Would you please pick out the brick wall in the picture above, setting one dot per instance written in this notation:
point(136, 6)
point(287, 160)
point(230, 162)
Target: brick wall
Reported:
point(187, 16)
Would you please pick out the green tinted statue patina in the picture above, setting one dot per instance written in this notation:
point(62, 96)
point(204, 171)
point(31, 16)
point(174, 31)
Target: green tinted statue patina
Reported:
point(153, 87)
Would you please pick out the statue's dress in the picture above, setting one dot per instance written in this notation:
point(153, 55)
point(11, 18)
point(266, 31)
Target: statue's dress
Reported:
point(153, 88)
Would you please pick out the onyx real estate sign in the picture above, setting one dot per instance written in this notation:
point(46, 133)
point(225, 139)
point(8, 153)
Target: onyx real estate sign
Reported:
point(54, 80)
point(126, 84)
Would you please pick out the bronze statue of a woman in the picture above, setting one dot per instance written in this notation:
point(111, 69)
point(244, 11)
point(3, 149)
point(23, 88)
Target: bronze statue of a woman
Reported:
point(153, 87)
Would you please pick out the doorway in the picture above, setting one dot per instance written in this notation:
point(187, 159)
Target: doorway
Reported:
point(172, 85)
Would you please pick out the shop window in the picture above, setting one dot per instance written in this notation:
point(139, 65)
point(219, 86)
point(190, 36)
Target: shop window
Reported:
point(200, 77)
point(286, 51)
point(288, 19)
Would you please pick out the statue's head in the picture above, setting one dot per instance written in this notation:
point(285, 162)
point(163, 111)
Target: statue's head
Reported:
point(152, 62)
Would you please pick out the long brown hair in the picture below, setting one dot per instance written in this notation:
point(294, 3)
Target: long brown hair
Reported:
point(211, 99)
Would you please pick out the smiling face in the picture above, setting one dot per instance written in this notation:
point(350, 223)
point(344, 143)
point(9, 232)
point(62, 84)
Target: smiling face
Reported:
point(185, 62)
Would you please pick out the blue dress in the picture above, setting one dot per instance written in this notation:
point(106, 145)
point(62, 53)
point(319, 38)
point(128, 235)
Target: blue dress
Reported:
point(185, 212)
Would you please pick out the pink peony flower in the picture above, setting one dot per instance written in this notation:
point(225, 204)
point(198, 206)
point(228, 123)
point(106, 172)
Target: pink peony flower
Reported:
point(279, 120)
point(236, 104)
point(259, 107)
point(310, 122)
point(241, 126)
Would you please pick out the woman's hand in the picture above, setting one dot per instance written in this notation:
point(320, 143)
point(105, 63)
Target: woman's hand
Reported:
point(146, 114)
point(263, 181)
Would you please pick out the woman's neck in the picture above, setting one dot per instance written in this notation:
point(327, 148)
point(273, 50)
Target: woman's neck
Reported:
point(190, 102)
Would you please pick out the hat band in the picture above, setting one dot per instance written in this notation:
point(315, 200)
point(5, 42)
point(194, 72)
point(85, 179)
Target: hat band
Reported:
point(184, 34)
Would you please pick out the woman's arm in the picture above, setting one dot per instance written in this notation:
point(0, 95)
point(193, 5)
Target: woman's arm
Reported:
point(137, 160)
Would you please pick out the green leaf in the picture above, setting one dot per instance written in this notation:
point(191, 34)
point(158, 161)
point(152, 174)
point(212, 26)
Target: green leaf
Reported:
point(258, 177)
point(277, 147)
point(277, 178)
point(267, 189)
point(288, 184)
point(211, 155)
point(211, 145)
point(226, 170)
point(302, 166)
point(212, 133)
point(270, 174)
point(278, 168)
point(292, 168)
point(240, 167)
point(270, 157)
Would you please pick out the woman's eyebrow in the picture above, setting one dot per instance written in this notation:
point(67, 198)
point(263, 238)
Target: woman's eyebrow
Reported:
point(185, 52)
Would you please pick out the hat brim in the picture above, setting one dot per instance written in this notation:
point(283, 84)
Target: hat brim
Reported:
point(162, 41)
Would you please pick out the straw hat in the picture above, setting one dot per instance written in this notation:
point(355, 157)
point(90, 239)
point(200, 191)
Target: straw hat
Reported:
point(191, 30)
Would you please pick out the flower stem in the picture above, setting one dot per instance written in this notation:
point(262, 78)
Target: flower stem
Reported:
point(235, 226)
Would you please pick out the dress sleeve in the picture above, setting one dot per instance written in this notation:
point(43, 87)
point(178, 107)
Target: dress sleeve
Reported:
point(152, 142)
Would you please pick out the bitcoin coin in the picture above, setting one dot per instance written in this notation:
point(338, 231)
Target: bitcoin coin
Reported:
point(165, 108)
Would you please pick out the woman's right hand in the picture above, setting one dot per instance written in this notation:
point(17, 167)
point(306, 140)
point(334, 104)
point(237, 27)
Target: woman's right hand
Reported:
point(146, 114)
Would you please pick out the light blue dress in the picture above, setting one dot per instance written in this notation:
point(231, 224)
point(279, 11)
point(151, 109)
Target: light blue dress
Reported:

------------------------------------------------------------

TASK DETAILS: Copy every one of the entries above word for word, changing nothing.

TASK RESPONSE:
Would you please pick out the brick wall in the picture above, setting one dot per instance written in this notation:
point(136, 6)
point(287, 160)
point(230, 162)
Target: brick wall
Reported:
point(187, 16)
Would you please pick out the green tinted statue patina in the picture above, setting one dot per instance written in this notation:
point(62, 96)
point(204, 171)
point(31, 16)
point(174, 31)
Target: green tinted statue patina
Reported:
point(153, 87)
Would you please pick out the statue's dress in the picture above, setting one dot per instance written in this notation:
point(153, 55)
point(11, 18)
point(266, 31)
Target: statue's dress
Reported:
point(153, 88)
Would you please pick out the onyx real estate sign in the picture above, setting one dot per instance written in this notation:
point(46, 133)
point(225, 139)
point(8, 153)
Target: onyx real estate sign
Reported:
point(54, 80)
point(126, 84)
Would you please pick out the bronze statue of a woman in the picture above, setting one dot per instance written in this notation:
point(111, 69)
point(244, 11)
point(3, 149)
point(23, 88)
Target: bronze statue of a woman
Reported:
point(153, 87)
Would you please pick out the doorway in the picture above, setting one dot per instance written in this notation:
point(187, 159)
Target: doorway
Reported:
point(172, 85)
Would you please pick out the shop window in the picture above, setting one dot per instance written in this notation:
point(139, 65)
point(219, 86)
point(190, 36)
Target: shop window
Reported:
point(200, 77)
point(286, 51)
point(288, 19)
Would you please pick out the statue's head in the picture above, setting one dot per instance written in this notation:
point(285, 162)
point(163, 111)
Target: statue's head
Reported:
point(152, 62)
Would you please pick out the long brown hair in the picture below, setting one dot per instance written in this notation:
point(294, 3)
Target: long brown hair
Reported:
point(211, 99)
Would you please pick out the smiling face in the picture above, setting one dot per instance written in this notation:
point(350, 223)
point(344, 143)
point(9, 232)
point(62, 84)
Target: smiling face
Reported:
point(185, 62)
Would you please pick out the blue dress in the picture above, setting one dot per instance written in this notation:
point(106, 145)
point(62, 53)
point(319, 38)
point(128, 235)
Target: blue dress
Reported:
point(185, 212)
Would you please pick out the pink peony flower in the picture above, setting one dot per instance written in this notation:
point(225, 204)
point(198, 206)
point(228, 123)
point(106, 172)
Target: pink peony flower
Reported:
point(279, 120)
point(236, 104)
point(259, 107)
point(310, 122)
point(241, 126)
Would you please pick out the woman's hand in the picture above, setting one dot per instance written in this notation:
point(320, 143)
point(105, 63)
Target: woman's hand
Reported:
point(146, 114)
point(263, 181)
Would you please pick out the woman's neck in the picture above, setting one dot per instance written in this notation:
point(327, 148)
point(273, 50)
Target: woman's neck
Reported:
point(190, 102)
Would you please pick out the hat band in the picture above, setting one dot per instance written in this notation:
point(315, 200)
point(5, 42)
point(194, 72)
point(85, 179)
Target: hat band
Reported:
point(184, 34)
Would you please pick out the woman's arm in the picture above, setting one dot per instance written in this notation:
point(0, 95)
point(193, 5)
Target: woman's arm
Reported:
point(137, 160)
Would you please pick out the green leaf in the picture above, setting one dot per instance written in this notation:
point(191, 34)
point(158, 161)
point(152, 174)
point(212, 26)
Target: green leaf
Reported:
point(258, 177)
point(277, 147)
point(277, 178)
point(267, 189)
point(288, 184)
point(211, 155)
point(211, 145)
point(226, 170)
point(302, 166)
point(212, 133)
point(270, 174)
point(278, 168)
point(292, 168)
point(240, 167)
point(270, 157)
Would you please pick out the woman's eyebrow in the picture above, setting one dot per instance written in this notation:
point(67, 198)
point(263, 238)
Target: woman's eyebrow
Reported:
point(185, 52)
Would you please pick out the hat brim in the picture above, setting one dot per instance written in this notation:
point(283, 84)
Target: hat brim
Reported:
point(162, 41)
Would you please pick out the straw hat in the picture above, setting one dot per instance written in this notation:
point(355, 157)
point(90, 239)
point(200, 191)
Target: straw hat
Reported:
point(191, 30)
Would you please pick out the flower stem in the picture above, setting one dot per instance written in this notation:
point(262, 78)
Target: flower stem
Reported:
point(235, 226)
Would you please pick out the dress sleeve in the picture above, setting one dot per instance written in this notation:
point(43, 87)
point(178, 107)
Target: dress sleeve
Reported:
point(152, 142)
Would you please pick out the bitcoin coin in the picture above, setting one dot per instance written in this notation:
point(338, 231)
Target: bitcoin coin
Reported:
point(165, 108)
Would you please pick out the woman's right hand in the picture above, setting one dot per instance written in this notation:
point(17, 167)
point(306, 140)
point(334, 104)
point(237, 27)
Target: woman's right hand
Reported:
point(146, 114)
Would you please pick out the light blue dress in the picture above, setting one dot per instance written in this notation:
point(231, 224)
point(279, 11)
point(151, 109)
Target: light blue dress
Reported:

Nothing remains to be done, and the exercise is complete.